Your answer must be a word-for-word copy of the listing below, minus its pictures.
====================
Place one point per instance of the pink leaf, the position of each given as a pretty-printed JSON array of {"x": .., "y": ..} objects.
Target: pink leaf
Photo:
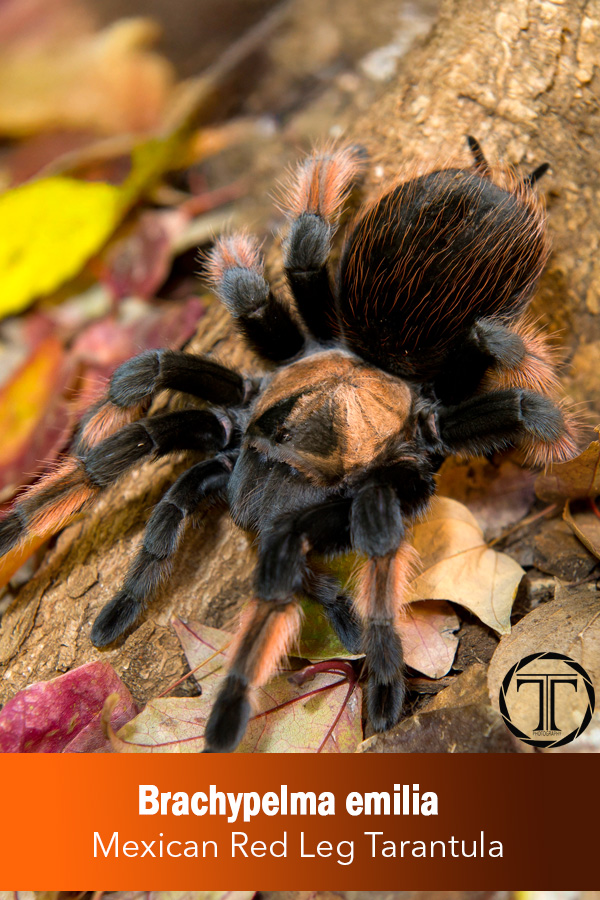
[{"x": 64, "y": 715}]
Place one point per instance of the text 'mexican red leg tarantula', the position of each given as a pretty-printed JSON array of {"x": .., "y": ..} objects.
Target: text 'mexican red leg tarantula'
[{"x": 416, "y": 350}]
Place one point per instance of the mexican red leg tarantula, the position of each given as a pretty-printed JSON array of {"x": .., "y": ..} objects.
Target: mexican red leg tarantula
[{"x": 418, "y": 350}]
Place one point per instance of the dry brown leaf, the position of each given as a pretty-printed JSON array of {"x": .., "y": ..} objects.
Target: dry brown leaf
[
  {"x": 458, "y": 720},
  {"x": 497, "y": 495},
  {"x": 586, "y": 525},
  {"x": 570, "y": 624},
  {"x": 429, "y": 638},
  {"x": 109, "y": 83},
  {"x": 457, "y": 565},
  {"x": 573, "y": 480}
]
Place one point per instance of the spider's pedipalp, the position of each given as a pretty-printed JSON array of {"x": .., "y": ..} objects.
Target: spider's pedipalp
====================
→ **The answer**
Place one point per instance of the pink leaf, the position of each given as a pretty-printed JSON array of {"x": .., "y": ..} objects.
Target: pink leaf
Photo:
[{"x": 64, "y": 715}]
Place one point per instance of the text 'mexican red leg tarantula', the position of each given as a pretty-printed JSON array of {"x": .., "y": ..} objects.
Target: text 'mexican red leg tarantula'
[{"x": 416, "y": 350}]
Place one point per instance of the mexican red leg tarantula, the position of each given as a pretty-printed JSON array of {"x": .., "y": ..} objects.
Target: mexican red leg tarantula
[{"x": 418, "y": 350}]
Place one point per instance of the dry brown leaf, the position of each given as a pretty-printed JSON array of {"x": .., "y": ..} objects.
Target: dry brown leaf
[
  {"x": 458, "y": 720},
  {"x": 497, "y": 495},
  {"x": 586, "y": 525},
  {"x": 570, "y": 624},
  {"x": 429, "y": 638},
  {"x": 109, "y": 83},
  {"x": 457, "y": 565},
  {"x": 573, "y": 480}
]
Place one point per instance of the spider's pedipalp, the position of each given as a pretty-printed JSON array of {"x": .., "y": ..} objects.
Target: spider's pedipalp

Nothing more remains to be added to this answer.